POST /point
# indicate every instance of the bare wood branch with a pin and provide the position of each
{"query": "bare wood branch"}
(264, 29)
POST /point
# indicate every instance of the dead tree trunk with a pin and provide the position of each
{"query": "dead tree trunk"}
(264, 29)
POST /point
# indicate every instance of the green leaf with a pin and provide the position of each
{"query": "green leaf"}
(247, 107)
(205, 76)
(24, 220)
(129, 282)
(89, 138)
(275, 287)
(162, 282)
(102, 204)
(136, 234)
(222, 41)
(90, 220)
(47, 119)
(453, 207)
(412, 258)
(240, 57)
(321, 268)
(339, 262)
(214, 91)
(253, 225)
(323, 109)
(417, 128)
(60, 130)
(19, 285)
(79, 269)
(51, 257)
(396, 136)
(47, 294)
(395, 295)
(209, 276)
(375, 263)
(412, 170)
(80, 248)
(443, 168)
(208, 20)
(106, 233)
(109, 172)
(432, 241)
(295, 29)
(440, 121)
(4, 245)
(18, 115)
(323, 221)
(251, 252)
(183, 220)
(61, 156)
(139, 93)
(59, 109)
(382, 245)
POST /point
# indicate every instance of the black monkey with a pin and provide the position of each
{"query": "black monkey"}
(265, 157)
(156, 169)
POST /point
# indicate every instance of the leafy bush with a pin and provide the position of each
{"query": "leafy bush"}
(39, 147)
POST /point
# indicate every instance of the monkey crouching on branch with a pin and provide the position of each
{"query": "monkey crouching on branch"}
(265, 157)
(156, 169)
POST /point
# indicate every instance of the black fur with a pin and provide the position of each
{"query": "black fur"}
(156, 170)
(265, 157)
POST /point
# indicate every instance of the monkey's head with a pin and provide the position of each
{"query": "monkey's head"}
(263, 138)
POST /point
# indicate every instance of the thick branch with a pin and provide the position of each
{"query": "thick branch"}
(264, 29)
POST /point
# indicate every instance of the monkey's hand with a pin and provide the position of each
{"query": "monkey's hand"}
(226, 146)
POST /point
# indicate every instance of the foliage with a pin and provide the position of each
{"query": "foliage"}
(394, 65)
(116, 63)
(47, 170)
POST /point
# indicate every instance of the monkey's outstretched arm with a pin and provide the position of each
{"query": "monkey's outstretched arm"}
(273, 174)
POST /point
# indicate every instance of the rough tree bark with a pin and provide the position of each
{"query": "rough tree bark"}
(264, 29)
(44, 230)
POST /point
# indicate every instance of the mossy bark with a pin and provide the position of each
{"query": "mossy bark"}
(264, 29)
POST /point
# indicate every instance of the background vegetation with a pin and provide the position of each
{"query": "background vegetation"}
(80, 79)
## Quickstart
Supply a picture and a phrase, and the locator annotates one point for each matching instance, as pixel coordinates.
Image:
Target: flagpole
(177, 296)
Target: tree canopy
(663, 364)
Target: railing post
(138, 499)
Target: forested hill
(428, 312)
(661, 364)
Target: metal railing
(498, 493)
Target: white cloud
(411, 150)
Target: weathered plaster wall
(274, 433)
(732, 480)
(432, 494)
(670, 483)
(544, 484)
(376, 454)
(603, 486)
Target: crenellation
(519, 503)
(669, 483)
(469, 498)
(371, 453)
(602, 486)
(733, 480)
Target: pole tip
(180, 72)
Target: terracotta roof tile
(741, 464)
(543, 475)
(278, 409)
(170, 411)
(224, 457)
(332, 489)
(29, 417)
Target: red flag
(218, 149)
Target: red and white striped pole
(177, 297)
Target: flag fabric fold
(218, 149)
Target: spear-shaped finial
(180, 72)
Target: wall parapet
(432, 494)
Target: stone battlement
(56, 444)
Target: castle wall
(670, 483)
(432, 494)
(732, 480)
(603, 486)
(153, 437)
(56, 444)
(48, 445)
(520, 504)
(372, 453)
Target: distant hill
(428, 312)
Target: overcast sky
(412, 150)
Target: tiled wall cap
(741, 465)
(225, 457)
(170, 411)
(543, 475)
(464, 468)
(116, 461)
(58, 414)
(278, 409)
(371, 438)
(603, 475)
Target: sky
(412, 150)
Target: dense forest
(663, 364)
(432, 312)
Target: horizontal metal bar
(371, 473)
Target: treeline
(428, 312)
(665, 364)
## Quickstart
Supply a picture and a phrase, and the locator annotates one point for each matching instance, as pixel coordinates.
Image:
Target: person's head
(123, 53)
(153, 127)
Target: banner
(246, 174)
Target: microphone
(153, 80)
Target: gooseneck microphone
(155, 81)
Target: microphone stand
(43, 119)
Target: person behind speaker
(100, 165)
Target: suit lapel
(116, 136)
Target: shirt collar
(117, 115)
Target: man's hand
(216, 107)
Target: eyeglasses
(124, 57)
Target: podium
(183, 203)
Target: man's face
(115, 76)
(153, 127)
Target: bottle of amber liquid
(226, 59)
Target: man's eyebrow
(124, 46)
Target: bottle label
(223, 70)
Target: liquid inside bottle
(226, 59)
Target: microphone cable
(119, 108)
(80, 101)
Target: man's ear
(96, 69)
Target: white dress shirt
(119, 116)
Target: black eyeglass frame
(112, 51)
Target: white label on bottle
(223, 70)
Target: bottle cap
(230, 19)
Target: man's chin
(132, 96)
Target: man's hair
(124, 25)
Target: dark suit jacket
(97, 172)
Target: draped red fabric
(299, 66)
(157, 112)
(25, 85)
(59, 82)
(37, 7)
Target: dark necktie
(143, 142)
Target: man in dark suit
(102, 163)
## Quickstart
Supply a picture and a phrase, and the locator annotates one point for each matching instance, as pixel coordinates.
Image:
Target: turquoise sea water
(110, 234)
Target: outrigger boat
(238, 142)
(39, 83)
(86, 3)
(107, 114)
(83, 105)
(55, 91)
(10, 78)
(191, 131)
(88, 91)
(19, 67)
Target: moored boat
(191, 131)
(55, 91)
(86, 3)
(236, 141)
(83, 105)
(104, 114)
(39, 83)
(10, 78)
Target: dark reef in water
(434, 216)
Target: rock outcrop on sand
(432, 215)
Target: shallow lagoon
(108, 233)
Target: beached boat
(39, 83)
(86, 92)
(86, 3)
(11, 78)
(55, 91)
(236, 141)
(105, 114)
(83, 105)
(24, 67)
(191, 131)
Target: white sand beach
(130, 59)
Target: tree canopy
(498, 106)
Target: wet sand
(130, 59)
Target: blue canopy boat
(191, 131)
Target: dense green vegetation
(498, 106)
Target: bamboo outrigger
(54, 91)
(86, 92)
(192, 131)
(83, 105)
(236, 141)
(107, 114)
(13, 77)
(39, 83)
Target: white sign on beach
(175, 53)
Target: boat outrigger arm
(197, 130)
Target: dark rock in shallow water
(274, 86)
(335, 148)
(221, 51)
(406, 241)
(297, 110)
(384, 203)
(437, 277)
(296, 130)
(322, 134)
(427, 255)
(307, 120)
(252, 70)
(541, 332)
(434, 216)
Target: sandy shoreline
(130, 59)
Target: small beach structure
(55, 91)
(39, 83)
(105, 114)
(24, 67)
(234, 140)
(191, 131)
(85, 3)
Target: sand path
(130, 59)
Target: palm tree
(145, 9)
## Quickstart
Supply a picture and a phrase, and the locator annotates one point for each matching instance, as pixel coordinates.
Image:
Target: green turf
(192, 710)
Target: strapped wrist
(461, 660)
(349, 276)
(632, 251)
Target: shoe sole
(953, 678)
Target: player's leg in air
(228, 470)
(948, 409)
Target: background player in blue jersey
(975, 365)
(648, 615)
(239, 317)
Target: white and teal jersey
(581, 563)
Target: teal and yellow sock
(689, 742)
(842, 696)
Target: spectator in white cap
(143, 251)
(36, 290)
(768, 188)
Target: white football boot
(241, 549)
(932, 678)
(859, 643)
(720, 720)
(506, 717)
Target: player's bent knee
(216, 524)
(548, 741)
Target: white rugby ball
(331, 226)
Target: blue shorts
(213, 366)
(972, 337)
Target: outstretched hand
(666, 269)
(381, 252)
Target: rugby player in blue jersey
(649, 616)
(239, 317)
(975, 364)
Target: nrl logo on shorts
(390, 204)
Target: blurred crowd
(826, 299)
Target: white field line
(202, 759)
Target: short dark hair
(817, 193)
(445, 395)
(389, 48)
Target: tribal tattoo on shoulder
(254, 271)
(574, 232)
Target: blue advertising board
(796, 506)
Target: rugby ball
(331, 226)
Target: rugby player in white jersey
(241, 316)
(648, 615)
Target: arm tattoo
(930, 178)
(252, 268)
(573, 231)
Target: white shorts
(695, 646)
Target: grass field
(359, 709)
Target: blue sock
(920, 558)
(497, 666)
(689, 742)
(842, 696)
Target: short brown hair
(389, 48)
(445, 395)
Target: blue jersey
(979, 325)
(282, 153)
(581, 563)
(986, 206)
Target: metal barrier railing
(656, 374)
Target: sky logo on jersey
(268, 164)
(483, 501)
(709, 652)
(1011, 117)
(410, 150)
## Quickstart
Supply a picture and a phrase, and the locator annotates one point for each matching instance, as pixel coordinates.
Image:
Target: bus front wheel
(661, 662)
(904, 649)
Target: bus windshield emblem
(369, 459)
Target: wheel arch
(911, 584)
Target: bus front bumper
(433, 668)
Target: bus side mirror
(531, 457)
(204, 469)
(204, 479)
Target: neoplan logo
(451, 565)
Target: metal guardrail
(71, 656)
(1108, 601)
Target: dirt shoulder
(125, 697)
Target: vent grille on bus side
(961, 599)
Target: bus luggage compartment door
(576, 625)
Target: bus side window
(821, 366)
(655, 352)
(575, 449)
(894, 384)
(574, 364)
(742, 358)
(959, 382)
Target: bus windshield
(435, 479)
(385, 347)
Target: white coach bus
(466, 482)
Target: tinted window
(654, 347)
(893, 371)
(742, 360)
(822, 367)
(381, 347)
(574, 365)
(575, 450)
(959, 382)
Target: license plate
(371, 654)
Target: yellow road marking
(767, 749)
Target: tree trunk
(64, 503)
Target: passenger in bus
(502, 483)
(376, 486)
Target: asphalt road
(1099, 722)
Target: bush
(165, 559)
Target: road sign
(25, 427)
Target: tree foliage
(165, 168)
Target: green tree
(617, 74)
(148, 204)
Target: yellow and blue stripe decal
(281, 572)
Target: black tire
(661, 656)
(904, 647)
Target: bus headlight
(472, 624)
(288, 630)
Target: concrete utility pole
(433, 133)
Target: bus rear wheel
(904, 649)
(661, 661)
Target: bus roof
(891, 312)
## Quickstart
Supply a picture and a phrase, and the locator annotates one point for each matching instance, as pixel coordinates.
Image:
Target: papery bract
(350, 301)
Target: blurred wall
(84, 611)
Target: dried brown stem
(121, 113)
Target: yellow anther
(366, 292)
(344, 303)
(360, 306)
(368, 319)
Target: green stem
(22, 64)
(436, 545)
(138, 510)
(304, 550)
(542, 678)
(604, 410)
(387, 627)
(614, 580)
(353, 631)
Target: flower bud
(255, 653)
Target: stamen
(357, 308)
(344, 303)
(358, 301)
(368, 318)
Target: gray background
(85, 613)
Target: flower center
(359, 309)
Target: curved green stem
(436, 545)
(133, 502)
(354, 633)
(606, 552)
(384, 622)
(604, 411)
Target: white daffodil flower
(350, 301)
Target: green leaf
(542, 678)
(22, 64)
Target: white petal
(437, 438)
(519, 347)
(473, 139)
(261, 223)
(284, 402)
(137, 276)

_____

Extract, unchanged, the closing run of lines that opens with the line containing "Target: bus windshield emblem" and ends with the last line.

Target: bus windshield emblem
(369, 459)
Target: wheel arch
(911, 584)
Target: bus front bumper
(433, 668)
Target: bus side mirror
(531, 457)
(204, 469)
(204, 479)
Target: neoplan logo
(451, 565)
Target: metal guardrail
(71, 656)
(1108, 601)
Target: dirt shoulder
(125, 697)
Target: vent grille on bus side
(961, 599)
Target: bus luggage compartment door
(576, 625)
Target: bus side window
(821, 366)
(655, 352)
(575, 449)
(894, 384)
(574, 364)
(742, 358)
(959, 382)
Target: bus windshield
(435, 479)
(385, 347)
Target: white coach bus
(466, 482)
Target: tinted window
(654, 347)
(893, 371)
(742, 360)
(822, 367)
(381, 347)
(574, 365)
(575, 450)
(959, 382)
Target: license plate
(371, 654)
Target: yellow road marking
(767, 749)
Target: tree trunk
(64, 503)
Target: passenger in bus
(502, 483)
(376, 486)
Target: asphalt road
(1099, 722)
Target: bush
(165, 559)
Target: road sign
(25, 427)
Target: tree foliage
(165, 168)
Target: green tree
(617, 74)
(148, 204)
Target: yellow and blue stripe decal
(281, 572)
Target: black tire
(661, 656)
(904, 647)
Target: bus headlight
(472, 624)
(288, 630)
Target: concrete utility pole
(433, 133)
Target: bus rear wheel
(904, 649)
(661, 661)
Target: bus roof
(891, 312)
## Quickstart
Supply a picture and a phrase, and the locator annotates one point for each matching instance, as pixel coordinates.
Image:
Target: papery bract
(350, 301)
Target: blurred wall
(84, 611)
Target: dried brown stem
(121, 113)
Target: yellow anther
(366, 292)
(344, 303)
(360, 306)
(368, 319)
Target: green stem
(22, 64)
(436, 545)
(138, 510)
(304, 550)
(542, 678)
(604, 410)
(387, 627)
(614, 580)
(353, 631)
Target: flower bud
(255, 653)
Target: stamen
(357, 308)
(344, 303)
(358, 301)
(368, 318)
Target: gray background
(85, 613)
Target: flower center
(359, 309)
Target: curved green stem
(436, 545)
(133, 502)
(354, 633)
(606, 552)
(384, 622)
(604, 411)
Target: white daffodil flower
(350, 301)
Target: green leaf
(542, 678)
(22, 64)
Target: white petal
(437, 438)
(519, 347)
(473, 139)
(261, 223)
(284, 402)
(137, 276)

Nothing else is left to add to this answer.